→ **Raw data**
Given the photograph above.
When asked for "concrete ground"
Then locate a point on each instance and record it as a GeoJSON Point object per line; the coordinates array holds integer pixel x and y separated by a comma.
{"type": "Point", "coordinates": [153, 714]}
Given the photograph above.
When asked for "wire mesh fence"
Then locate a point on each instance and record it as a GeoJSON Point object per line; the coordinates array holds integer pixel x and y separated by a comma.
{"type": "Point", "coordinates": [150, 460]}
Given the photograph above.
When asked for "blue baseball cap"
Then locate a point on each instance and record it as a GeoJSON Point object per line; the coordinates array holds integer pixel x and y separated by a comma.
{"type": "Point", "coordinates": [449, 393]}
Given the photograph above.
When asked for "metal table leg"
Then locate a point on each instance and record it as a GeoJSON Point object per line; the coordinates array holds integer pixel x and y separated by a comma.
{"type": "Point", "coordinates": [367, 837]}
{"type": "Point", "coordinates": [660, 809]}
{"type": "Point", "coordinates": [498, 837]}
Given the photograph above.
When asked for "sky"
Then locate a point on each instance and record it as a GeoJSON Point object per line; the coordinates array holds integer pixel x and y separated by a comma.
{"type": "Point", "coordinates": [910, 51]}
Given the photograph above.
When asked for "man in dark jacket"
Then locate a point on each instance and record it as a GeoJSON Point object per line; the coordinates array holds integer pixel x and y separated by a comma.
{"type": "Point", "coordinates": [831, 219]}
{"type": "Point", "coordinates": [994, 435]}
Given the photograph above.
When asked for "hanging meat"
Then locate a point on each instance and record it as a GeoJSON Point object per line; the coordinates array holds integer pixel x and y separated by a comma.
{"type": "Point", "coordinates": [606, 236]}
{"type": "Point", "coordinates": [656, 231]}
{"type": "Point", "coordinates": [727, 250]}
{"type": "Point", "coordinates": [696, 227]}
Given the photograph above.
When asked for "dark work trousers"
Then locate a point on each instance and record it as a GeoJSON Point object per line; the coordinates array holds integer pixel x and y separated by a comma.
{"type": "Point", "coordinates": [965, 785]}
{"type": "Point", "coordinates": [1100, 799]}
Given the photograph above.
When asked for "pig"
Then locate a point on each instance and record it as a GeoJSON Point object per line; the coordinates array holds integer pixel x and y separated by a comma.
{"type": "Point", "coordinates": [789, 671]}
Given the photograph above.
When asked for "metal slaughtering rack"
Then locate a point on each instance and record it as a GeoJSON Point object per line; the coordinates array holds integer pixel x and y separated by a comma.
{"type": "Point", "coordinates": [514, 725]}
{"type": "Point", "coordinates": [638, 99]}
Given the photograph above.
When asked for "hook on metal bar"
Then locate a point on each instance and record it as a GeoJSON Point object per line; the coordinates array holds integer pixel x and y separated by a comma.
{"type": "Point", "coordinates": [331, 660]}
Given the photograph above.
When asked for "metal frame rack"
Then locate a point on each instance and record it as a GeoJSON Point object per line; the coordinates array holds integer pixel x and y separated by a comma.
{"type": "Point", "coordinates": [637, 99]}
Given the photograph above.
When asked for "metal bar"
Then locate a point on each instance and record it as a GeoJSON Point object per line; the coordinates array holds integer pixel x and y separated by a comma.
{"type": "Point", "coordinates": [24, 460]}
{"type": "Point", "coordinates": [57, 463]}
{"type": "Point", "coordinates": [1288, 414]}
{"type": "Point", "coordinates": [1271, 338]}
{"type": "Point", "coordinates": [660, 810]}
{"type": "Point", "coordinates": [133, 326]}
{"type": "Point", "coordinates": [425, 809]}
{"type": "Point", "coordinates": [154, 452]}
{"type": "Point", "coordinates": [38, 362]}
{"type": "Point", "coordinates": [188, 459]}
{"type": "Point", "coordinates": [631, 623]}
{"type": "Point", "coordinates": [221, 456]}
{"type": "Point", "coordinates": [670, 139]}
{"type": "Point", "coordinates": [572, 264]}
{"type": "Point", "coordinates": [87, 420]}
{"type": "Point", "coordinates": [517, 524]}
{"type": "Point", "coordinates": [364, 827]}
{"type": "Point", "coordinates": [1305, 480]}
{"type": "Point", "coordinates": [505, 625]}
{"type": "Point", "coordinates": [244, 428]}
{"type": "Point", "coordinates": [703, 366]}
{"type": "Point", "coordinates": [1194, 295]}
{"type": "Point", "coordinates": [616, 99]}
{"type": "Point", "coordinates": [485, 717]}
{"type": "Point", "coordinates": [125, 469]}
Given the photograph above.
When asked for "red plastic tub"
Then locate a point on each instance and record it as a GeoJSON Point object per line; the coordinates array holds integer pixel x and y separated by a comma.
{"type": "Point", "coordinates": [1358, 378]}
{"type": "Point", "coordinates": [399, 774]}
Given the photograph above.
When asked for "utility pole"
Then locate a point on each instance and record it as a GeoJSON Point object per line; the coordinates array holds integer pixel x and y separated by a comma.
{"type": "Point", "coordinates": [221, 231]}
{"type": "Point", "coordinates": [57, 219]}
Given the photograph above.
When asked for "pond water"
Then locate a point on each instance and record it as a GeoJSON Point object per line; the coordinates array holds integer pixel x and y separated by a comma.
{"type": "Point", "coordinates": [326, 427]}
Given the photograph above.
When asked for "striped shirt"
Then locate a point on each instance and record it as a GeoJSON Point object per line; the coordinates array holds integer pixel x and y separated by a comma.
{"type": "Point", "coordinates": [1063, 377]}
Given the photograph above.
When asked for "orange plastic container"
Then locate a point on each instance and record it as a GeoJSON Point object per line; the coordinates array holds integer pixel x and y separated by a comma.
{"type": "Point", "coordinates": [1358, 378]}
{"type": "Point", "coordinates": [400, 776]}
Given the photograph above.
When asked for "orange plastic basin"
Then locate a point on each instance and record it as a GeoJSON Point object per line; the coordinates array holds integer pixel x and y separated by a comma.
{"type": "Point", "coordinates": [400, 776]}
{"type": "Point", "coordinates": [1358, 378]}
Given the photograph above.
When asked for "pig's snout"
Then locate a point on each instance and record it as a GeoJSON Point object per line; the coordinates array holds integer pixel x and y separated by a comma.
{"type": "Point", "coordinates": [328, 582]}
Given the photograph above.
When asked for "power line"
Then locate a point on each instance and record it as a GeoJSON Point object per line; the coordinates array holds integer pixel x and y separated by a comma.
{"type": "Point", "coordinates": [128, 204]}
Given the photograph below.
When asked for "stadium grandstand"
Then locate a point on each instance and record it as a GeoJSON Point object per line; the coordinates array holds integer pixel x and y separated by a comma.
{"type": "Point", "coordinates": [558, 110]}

→ **Exercise goal**
Go through the listing above and restate it word for word.

→ **Answer to this exercise**
Given the photograph above.
When asked for "concrete ground"
Then locate a point on each instance and record it as a GeoJSON Point object per line; the coordinates array holds integer pixel x and y separated by a comma.
{"type": "Point", "coordinates": [153, 714]}
Given the photograph above.
When asked for "wire mesh fence"
Then locate a point on each instance and record it as a GeoJSON Point object per line; the coordinates array holds integer pixel x and y separated by a comma.
{"type": "Point", "coordinates": [150, 460]}
Given the photograph above.
When asked for "blue baseball cap"
Then locate a point on each instance and record it as a GeoJSON Point object per line; the coordinates array holds integer pixel x and y separated by a comma.
{"type": "Point", "coordinates": [449, 393]}
Given the photograph above.
When asked for "metal table leg"
Then locate a point on each instance and record it as a GeoJSON Point object per line; the coordinates array holds integer pixel x and y separated by a comma.
{"type": "Point", "coordinates": [367, 837]}
{"type": "Point", "coordinates": [660, 809]}
{"type": "Point", "coordinates": [498, 837]}
Given the photograph above.
When asked for "sky"
Then locate a point on each instance and record it as a GeoJSON Point object per line; the coordinates array holds integer pixel x and y separated by a comma.
{"type": "Point", "coordinates": [910, 51]}
Given the photograph above.
When asked for "man in dark jacket"
Then locate a point on each instance and record it as a GeoJSON Point object per line; the coordinates array holds integer pixel x and y separated by a comma.
{"type": "Point", "coordinates": [831, 219]}
{"type": "Point", "coordinates": [994, 435]}
Given the photograph above.
When asked for "hanging meat"
Then locate a point on each instance and record it as a GeoJSON Point object per line; the coordinates array holds integer pixel x and y separated by a comma.
{"type": "Point", "coordinates": [606, 236]}
{"type": "Point", "coordinates": [656, 231]}
{"type": "Point", "coordinates": [727, 250]}
{"type": "Point", "coordinates": [696, 227]}
Given the photograph above.
When asked for "dark work trousers"
Then locate a point on each instance and record it as a GeoJSON Point object per line; the coordinates array holds integer pixel x and y separated by a comma.
{"type": "Point", "coordinates": [965, 785]}
{"type": "Point", "coordinates": [1100, 799]}
Given the photograph above.
When asked for "pig"
Then locate a point on each instance and record it as a GeoJSON Point object per line; the coordinates array holds integer pixel x and y separated by a comma.
{"type": "Point", "coordinates": [789, 671]}
Given the photograph above.
When asked for "metal slaughtering rack"
Then locate a point on each instance and record it as a GeoJSON Point object per line; the coordinates array holds integer pixel x and y separated by a comma.
{"type": "Point", "coordinates": [514, 725]}
{"type": "Point", "coordinates": [638, 99]}
Given the photograph above.
When asked for "hook on metal bar"
Then locate a point on each instance and record it as a GeoJSON Point object per line; the coordinates array holds integer pixel x and y separated by a comma.
{"type": "Point", "coordinates": [331, 660]}
Given the photograph above.
When asked for "metal frame rack"
Then locate a point on each instance and record it as a GeoJSON Point object per line; the coordinates array holds integer pixel x and y separated by a comma.
{"type": "Point", "coordinates": [637, 99]}
Given the photograph above.
When asked for "metal bar"
Then locate a point on each instance and record it as a GeoJSON Point object per line; the coordinates array holds integer pixel x and y separated by a comma.
{"type": "Point", "coordinates": [24, 460]}
{"type": "Point", "coordinates": [57, 463]}
{"type": "Point", "coordinates": [1288, 414]}
{"type": "Point", "coordinates": [1271, 338]}
{"type": "Point", "coordinates": [660, 810]}
{"type": "Point", "coordinates": [133, 326]}
{"type": "Point", "coordinates": [425, 809]}
{"type": "Point", "coordinates": [154, 452]}
{"type": "Point", "coordinates": [38, 362]}
{"type": "Point", "coordinates": [188, 459]}
{"type": "Point", "coordinates": [631, 623]}
{"type": "Point", "coordinates": [221, 456]}
{"type": "Point", "coordinates": [670, 139]}
{"type": "Point", "coordinates": [572, 264]}
{"type": "Point", "coordinates": [87, 420]}
{"type": "Point", "coordinates": [517, 524]}
{"type": "Point", "coordinates": [364, 827]}
{"type": "Point", "coordinates": [1305, 480]}
{"type": "Point", "coordinates": [505, 625]}
{"type": "Point", "coordinates": [244, 428]}
{"type": "Point", "coordinates": [703, 366]}
{"type": "Point", "coordinates": [1194, 295]}
{"type": "Point", "coordinates": [616, 99]}
{"type": "Point", "coordinates": [485, 717]}
{"type": "Point", "coordinates": [125, 469]}
Given the photograph above.
When asked for "red plastic tub"
Then locate a point on each instance and record it as a GeoJSON Point object per line; the coordinates array holds integer pixel x and y separated by a comma.
{"type": "Point", "coordinates": [1358, 378]}
{"type": "Point", "coordinates": [399, 774]}
Given the photograph above.
When asked for "utility pole"
Then locate a point on each instance and record it as a GeoJSON Point object per line; the coordinates array holds integer pixel x and y separated by a comma.
{"type": "Point", "coordinates": [221, 231]}
{"type": "Point", "coordinates": [57, 219]}
Given the photograph above.
When asked for "pond water"
Then locate a point on each instance and record it as a GeoJSON Point object per line; the coordinates array holds integer pixel x and y separated by a comma.
{"type": "Point", "coordinates": [326, 427]}
Given the photograph above.
When asked for "striped shirt"
Then locate a point on each instance and record it as a GeoJSON Point object per line; the coordinates array holds integer pixel x and y separated by a comma.
{"type": "Point", "coordinates": [1063, 377]}
Given the photograph above.
When asked for "orange plastic container"
Then locate a point on each instance and record it as a GeoJSON Point object per line; the coordinates array holds integer pixel x and y separated by a comma.
{"type": "Point", "coordinates": [1358, 378]}
{"type": "Point", "coordinates": [400, 776]}
Given the photograph above.
When asked for "orange plastic basin"
Then locate a point on each instance and record it as a GeoJSON Point object per line; the coordinates array holds integer pixel x and y separated by a comma.
{"type": "Point", "coordinates": [400, 776]}
{"type": "Point", "coordinates": [1358, 378]}
Given the photograph above.
When asked for "pig's snout"
Then locate a point on each instance and record it as a GeoJSON Point object per line; the coordinates array holds integer pixel x and y separated by a comma.
{"type": "Point", "coordinates": [328, 582]}
Given the photograph above.
When asked for "power line"
Then locate a point on each instance and record it as a GeoJSON Point object per line; the coordinates array holds integer pixel x and y separated by a comma.
{"type": "Point", "coordinates": [128, 204]}
Given the photograph below.
When asked for "stadium grandstand"
Then locate a point on each instance and record it as a GeoJSON Point object per line; the coordinates array holds integer pixel x and y separated by a comma.
{"type": "Point", "coordinates": [558, 110]}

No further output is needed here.